_WORK TO DO_: Can you put all of the material below into a numbered list, leaving out blank lines and the pictures?

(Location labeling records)
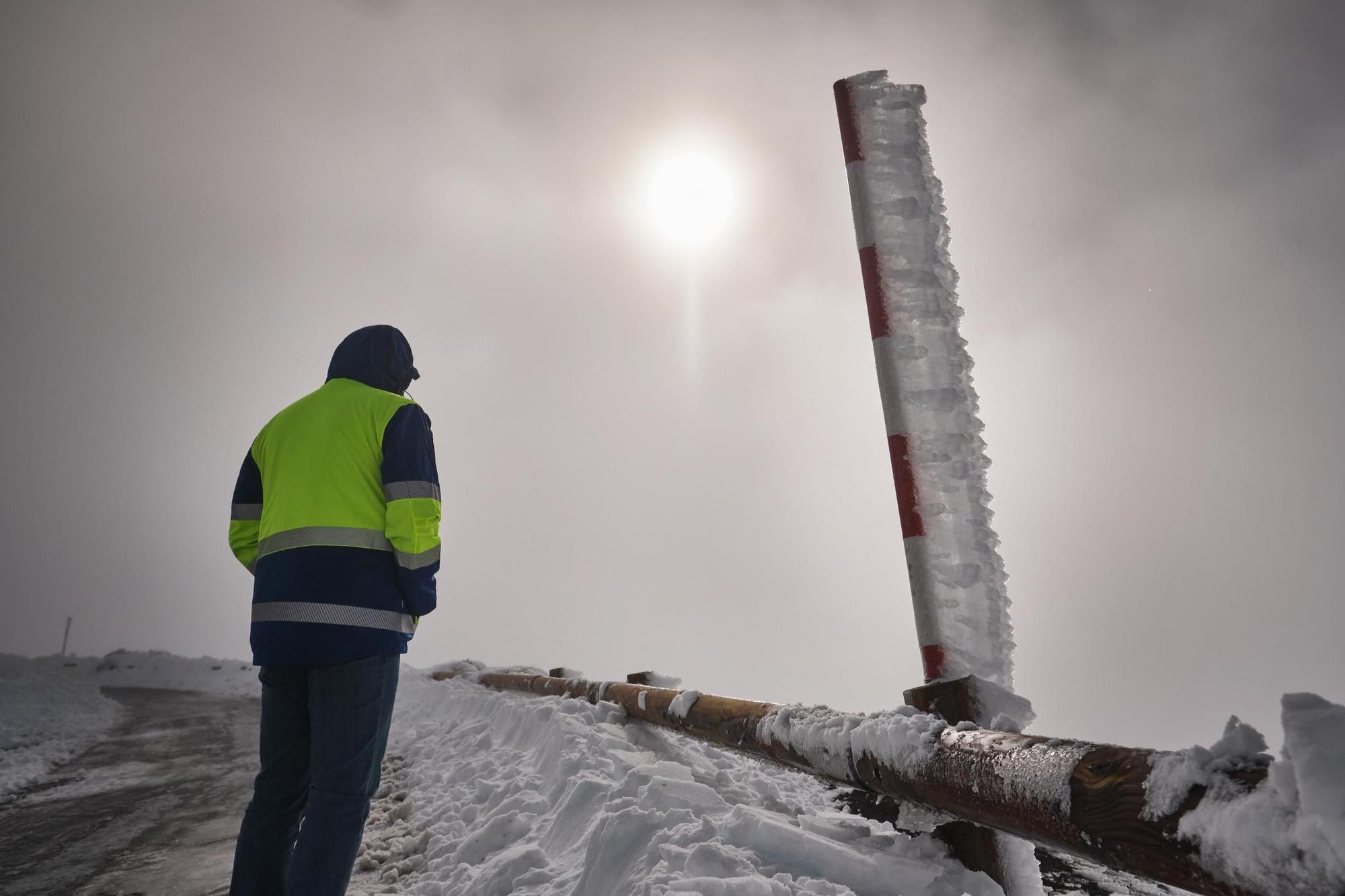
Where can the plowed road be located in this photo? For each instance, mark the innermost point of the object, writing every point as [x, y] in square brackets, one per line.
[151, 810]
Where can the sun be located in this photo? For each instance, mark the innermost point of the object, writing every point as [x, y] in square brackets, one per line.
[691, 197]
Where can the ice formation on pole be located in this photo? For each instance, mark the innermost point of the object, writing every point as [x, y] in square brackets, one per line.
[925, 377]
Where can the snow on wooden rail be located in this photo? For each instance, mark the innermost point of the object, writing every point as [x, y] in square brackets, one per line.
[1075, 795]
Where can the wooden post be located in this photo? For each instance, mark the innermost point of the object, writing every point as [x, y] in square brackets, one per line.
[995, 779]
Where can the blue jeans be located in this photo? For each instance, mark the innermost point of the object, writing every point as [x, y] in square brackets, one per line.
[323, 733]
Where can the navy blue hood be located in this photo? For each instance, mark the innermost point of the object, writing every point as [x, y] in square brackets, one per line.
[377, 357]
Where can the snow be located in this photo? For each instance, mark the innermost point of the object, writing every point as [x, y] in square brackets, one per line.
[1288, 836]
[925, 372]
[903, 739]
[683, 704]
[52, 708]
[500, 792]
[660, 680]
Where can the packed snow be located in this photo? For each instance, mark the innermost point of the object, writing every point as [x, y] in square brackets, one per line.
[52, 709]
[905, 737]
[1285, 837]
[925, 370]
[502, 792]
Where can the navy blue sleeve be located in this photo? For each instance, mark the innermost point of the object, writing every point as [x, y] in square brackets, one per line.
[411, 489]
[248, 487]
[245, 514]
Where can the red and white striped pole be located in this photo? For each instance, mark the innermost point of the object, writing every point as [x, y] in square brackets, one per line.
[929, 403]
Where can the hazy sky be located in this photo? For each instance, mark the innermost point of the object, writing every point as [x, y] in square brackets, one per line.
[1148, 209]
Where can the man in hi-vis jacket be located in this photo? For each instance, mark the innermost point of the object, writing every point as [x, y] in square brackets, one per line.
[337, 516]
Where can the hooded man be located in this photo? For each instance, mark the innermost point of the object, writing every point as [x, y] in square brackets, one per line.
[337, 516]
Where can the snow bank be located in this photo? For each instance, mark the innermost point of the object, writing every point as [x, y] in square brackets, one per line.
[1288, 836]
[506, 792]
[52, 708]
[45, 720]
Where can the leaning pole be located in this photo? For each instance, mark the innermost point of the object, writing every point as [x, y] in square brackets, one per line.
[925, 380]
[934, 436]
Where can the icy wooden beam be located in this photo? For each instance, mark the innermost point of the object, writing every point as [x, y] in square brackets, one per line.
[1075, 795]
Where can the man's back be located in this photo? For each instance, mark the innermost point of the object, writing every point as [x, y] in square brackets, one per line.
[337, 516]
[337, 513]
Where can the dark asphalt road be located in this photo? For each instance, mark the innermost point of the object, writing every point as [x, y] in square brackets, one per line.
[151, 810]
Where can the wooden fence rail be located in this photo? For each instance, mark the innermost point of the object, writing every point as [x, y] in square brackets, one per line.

_REPLY_:
1. Where can the plowed road be located in this photo? For each instance, mark the innermost point of the object, writing every point as [x, y] in square brackets, one per line.
2. [151, 810]
3. Where can the sun be located in this photo? For each instance, mark the innermost point of the object, writing every point as [x, y] in square brackets, one per line.
4. [691, 197]
5. Where can the ice formation on pole be located in this photo? For each instance, mark the innermost point of the object, writing every point as [x, y] in square brackets, one per line.
6. [925, 377]
7. Where can the snow on wooden rail be located in this photo? For each instance, mark the innermost point of the object, writing every point as [x, y] in square brackets, one per line.
8. [1075, 795]
9. Where can the wooden post be located in this photo? For each instance, mark the innermost point of the object, writing every point as [x, y] in square brackets, one per line.
10. [995, 779]
11. Where can the blue jeans be located in this photo? For each instance, mark the innermost point of the object, writing every point as [x, y] in square brackets, one per line.
12. [323, 733]
13. Where can the navy blue hood be located in this photo? For each instance, mark the innermost point of the object, writing every point as [x, y] in square brackets, one per line.
14. [377, 357]
15. Where can the snow be located in this photo? For each instance, mark the innermost point of the object, writing every point as [x, y] in square brackets, one per line.
16. [1288, 836]
17. [925, 372]
18. [903, 739]
19. [683, 704]
20. [52, 708]
21. [500, 792]
22. [660, 680]
23. Where can the packed snow be located in this photo? For each instance, mark the innermost point of the object, writing every point as [x, y] in square brackets, one per line.
24. [52, 709]
25. [905, 737]
26. [1285, 837]
27. [925, 370]
28. [502, 792]
29. Where can the navy blue sleeve be located in this photo? For each instance, mark the innermost point of the object, writing every point as [x, y] in square brackets, one per line.
30. [411, 489]
31. [248, 487]
32. [245, 514]
33. Where can the red and white striped pole be located in this photo? For each instance, mark the innermost point of the object, writing every point as [x, y] in square brackets, one per line.
34. [929, 403]
35. Where can the hazy sky be located in this photo? For each instance, mark the innermost point of the object, writing every point as [x, y] in square brackets, one per line.
36. [1148, 209]
37. Where can the man in hi-vis jacket be located in this photo? For each instance, mark the innermost point of the object, writing every point as [x, y] in square brackets, one per line.
38. [337, 516]
39. Where can the hooded man be located in this photo? For each instance, mark the innermost point of the object, writing every point as [x, y] in square brackets, one per line.
40. [337, 516]
41. Where can the snow bank be located in this photo? For each instance, mark the innermost point of the object, writing every point as [x, y] in square brackets, one per line.
42. [1288, 836]
43. [506, 792]
44. [52, 708]
45. [45, 720]
46. Where can the leaning pole be located in this photo? For each instance, mark the innermost point of the object, writing every point as [x, y] in square brackets, one per line.
47. [925, 380]
48. [934, 436]
49. Where can the icy wooden beam be located in this photo? For each instance, mark the innermost point of the object, writing every point as [x, y] in square brackets, one per line.
50. [1075, 795]
51. Where can the man's back be located in this photo? For each instance, mark the innermost point of the object, writing every point as [x, y] in square brackets, one per line.
52. [337, 516]
53. [337, 513]
54. Where can the dark asphalt road be located in this photo? For each instance, mark the innermost point of the object, writing every point as [x, y] in square brackets, one per line.
55. [151, 810]
56. Where can the wooden fence rail be located in this photo? For each instance, mark the innermost point of the object, writing every point as [x, y] in square brackets, one per line.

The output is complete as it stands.